BRIEF:
Rewrite these lines with every "camouflage backpack" changed to "hiking backpack" and nothing else altered, and omit the pictures.

GIVEN INFORMATION:
------------------------------------------------------------------------
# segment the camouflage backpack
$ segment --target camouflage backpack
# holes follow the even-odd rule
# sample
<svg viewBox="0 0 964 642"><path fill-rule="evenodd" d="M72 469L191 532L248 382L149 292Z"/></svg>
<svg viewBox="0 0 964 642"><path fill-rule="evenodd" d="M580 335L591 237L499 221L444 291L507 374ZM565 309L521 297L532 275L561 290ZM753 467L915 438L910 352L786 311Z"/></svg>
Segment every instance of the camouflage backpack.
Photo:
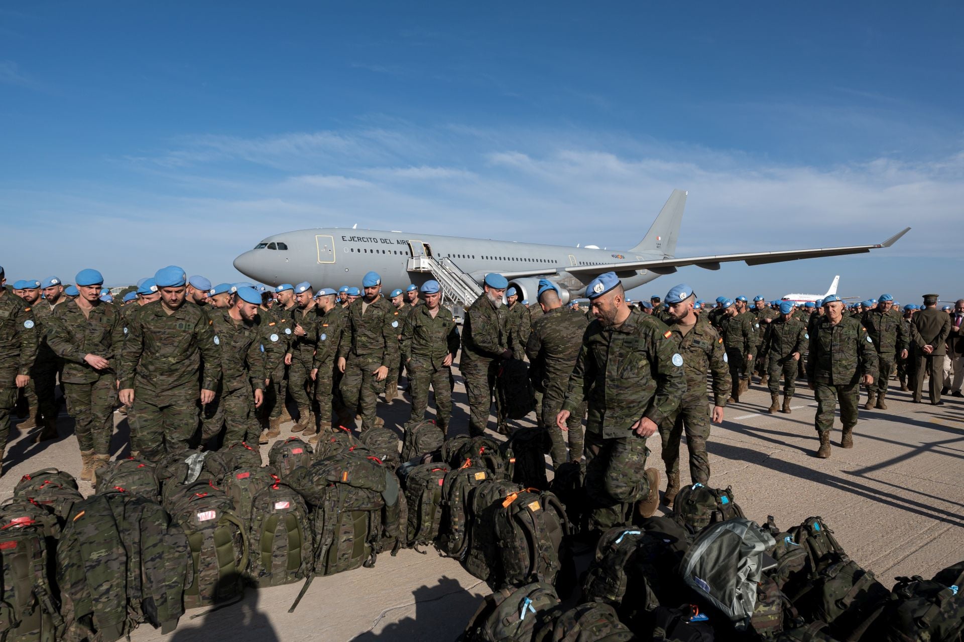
------------------------------------------------------------------------
WRITTEN SOLUTION:
# segment the hiking backpack
$ segment --target hiking backpack
# holes follow the even-odd rule
# sample
<svg viewBox="0 0 964 642"><path fill-rule="evenodd" d="M72 469L191 532L248 382L149 292Z"/></svg>
<svg viewBox="0 0 964 642"><path fill-rule="evenodd" d="M580 335L591 237L499 221L444 291L507 374ZM565 309L521 297L532 275L561 290ZM753 467L915 438L910 352L786 311Z"/></svg>
Segment every instance of the hiking backpack.
Photo:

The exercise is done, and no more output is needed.